AVAILABLE DATA >>
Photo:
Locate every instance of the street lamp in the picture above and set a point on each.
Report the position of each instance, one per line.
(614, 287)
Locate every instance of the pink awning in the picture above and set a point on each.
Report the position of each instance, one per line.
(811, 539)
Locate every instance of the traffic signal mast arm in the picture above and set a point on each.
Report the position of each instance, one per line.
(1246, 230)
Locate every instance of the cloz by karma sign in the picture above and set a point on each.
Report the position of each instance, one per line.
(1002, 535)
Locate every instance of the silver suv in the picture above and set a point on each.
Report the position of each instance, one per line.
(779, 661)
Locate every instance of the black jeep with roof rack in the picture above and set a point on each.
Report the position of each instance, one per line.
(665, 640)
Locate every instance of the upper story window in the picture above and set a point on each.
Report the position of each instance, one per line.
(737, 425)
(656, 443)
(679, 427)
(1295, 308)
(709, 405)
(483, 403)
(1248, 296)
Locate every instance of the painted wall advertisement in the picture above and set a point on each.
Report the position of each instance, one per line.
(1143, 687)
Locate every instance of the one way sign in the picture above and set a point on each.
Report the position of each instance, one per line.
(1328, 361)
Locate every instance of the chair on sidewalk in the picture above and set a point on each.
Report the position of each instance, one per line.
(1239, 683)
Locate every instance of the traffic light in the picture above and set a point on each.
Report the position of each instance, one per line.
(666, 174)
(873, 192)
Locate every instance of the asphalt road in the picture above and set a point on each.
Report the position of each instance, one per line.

AIM OF THE EXERCISE >> Pull every line containing the string "point" out of the data above and copy it.

EXERCISE ANSWER >>
Locate every instance of the street lamp in the picture above and set a point on each.
Locate every instance of the pink awning in the picture above and set a point on each.
Locate every instance of the traffic signal mast arm in the picture above and set a point on each.
Locate every instance of the cloz by karma sign in the picture above and set a point on each.
Locate every instance of the silver suv in the picture above and set a point on each.
Locate every instance of the black jeep with roof rack in the picture above and set a point on each.
Locate every instance of the upper story window in the picture above and set a point on each.
Locate every instance of the painted wall advertisement in the picture above and set a point on each.
Locate every instance of the one way sign in the picture above and set a point on each.
Locate every instance of the chair on sidewalk in the picture above and set a point on each.
Locate every instance of the traffic light in the picture above and set a point on each.
Locate every instance of the asphalt road in the picture above and set a point on each.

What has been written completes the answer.